# Exercise
From the first line to the last, give the records again exactly.

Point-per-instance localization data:
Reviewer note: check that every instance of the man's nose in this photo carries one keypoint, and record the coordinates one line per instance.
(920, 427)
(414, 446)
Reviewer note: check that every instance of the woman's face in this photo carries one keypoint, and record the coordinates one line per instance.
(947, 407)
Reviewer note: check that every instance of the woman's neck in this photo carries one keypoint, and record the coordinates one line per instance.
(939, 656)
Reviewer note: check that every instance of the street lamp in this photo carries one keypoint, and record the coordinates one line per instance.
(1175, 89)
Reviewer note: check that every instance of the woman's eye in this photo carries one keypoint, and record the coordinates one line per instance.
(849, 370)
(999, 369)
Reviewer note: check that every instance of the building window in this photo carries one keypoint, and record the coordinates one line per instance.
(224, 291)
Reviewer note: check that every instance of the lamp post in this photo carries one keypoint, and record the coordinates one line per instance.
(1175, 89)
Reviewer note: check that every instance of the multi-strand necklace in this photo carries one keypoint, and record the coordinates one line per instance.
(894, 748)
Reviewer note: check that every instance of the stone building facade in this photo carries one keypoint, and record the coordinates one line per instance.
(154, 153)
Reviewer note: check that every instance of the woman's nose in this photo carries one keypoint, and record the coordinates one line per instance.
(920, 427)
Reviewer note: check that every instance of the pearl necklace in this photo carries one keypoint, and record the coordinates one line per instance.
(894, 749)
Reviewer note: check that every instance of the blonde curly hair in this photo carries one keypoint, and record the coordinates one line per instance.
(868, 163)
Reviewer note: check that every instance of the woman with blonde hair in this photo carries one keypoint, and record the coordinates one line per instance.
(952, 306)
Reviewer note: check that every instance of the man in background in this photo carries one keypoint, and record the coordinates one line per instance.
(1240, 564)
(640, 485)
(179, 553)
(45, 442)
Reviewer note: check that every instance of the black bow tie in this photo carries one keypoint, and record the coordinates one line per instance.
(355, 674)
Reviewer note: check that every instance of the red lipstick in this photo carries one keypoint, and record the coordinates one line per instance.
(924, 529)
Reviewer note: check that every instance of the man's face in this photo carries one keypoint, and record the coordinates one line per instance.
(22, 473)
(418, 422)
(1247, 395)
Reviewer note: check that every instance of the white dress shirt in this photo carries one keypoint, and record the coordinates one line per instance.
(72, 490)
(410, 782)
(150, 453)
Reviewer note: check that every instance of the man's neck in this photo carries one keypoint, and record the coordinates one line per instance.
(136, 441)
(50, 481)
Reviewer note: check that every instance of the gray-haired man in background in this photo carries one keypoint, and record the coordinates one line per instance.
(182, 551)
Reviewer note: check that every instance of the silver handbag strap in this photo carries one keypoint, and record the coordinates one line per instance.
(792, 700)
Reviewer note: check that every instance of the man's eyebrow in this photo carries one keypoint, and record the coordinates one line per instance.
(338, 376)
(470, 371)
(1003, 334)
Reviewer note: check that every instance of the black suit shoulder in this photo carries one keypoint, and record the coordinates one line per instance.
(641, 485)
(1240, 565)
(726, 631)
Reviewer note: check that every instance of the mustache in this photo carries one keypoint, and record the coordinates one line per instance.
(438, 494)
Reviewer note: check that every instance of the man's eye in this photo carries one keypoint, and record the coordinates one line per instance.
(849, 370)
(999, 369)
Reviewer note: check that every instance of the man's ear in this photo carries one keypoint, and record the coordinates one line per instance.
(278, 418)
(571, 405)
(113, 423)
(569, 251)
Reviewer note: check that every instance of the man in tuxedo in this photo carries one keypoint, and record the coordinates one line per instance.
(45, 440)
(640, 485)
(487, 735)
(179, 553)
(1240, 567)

# Task response
Reviewer note: check that every instance of the man's nose in this photo carries one keypoint, and record the coordinates one line per instance.
(920, 427)
(414, 446)
Reviewer note: check that every instance of the woman's face in this photo carries one keypoint, and record the coordinates one line per instance.
(947, 407)
Reviewer note: check that every instance of the woman's neck in this photo carries one keypoint, and record the coordinates one line per instance.
(939, 656)
Reviewer note: check that every instance of the street lamp in this photo carries one keypoint, and record the coordinates one line per instance.
(1175, 89)
Reviewer note: check that every instance of the woman's eye in this photo carries one keypoint, and record the coordinates one line per instance.
(849, 370)
(999, 369)
Reviewer note: check that every instance of the building window in this photo carries one keypoint, and record the coordinates one line per instance.
(224, 291)
Reviewer note: check that every instance of the lamp post in this photo carries one keypoint, and record the coordinates one line per instance.
(1175, 89)
Reviewer note: check that every instance of the multi-strand necklace in this photo carries one keypoint, and record the coordinates one line per instance.
(894, 748)
Reviewer note: check that every instance of the stone building facade in this photo carries one keypoint, and record the coordinates one line per instance.
(154, 153)
Reviewer note: check that every instance of the woman's nose in this photo carries one keypoint, and record the coordinates one line per instance.
(920, 427)
Reviewer note: check that every instance of the pearl necklace in this photo carries one keypoint, and record the coordinates one line per instance.
(894, 749)
Reviewer note: check that every instance of the blonde curly hair in this photo carries one keypoint, and record the coordinates one line per instance.
(868, 163)
Reviewer note: check that every instance of the woman with blonde hair in this photo carries one keypoint, and record the coordinates one line per instance.
(952, 306)
Reviewer note: check that every instance of the man in background in this photo carries one keypoint, and record the coordinates one line per instance.
(1240, 564)
(640, 485)
(179, 553)
(45, 442)
Reviewer note: check that every instance of the black bow tie in this photo carries one keypoint, and record the coordinates one line per instance.
(355, 674)
Reviewer note: check that every instance of the red lipstick in this photo carries one keypoint, and record the coordinates one line per instance.
(924, 529)
Reviewer note: check that every instance of the man's face in this photo carries one keypoint, and record the coordinates one line per instance.
(22, 473)
(418, 422)
(1247, 395)
Reviewer note: check that every instance of the white dress shirt in this photo carries one keypoint, and record the coordinates one line per instance.
(72, 490)
(410, 782)
(150, 453)
Reviewer note: check that every instance of the man's neck in this photo carries one keypoint, and record the coordinates one line per instance.
(136, 441)
(50, 481)
Reviewer note: check that every instance of the gray-haired man in background in this photo carries one keypoint, and record the coordinates one line per instance.
(182, 551)
Reviewer note: check that every instance of the silver handbag strap in this photo carries one keypoint, and record the coordinates one line per instance.
(792, 700)
Reviewer note: check that every instance of the man's eyebrow in this photo carries one keypoint, and record the coordinates one line per instance.
(338, 376)
(470, 371)
(1003, 334)
Reviewer note: check that every instance of the black suit shoulder in this photo carries one keypoint, and record the coordinates one line per instance.
(641, 485)
(1240, 565)
(726, 631)
Reviewer note: check that every instance of the mustache in this photo carries one keypoint, and record the coordinates one line per instance.
(438, 494)
Reviewer note: check that every instance of the man's eye in this photo carries one keypoint, and record the coordinates one line per instance.
(849, 370)
(999, 369)
Reviewer note: check that every instance of the man's ear in this photo carries one keypoint, and record the coordinates one line per instance.
(278, 418)
(571, 405)
(113, 423)
(569, 251)
Reviewer note: check that every instance of the man in tuxedo in this photo carries one keypoint, and record the coordinates one line per instance.
(45, 440)
(640, 485)
(487, 735)
(179, 553)
(1240, 567)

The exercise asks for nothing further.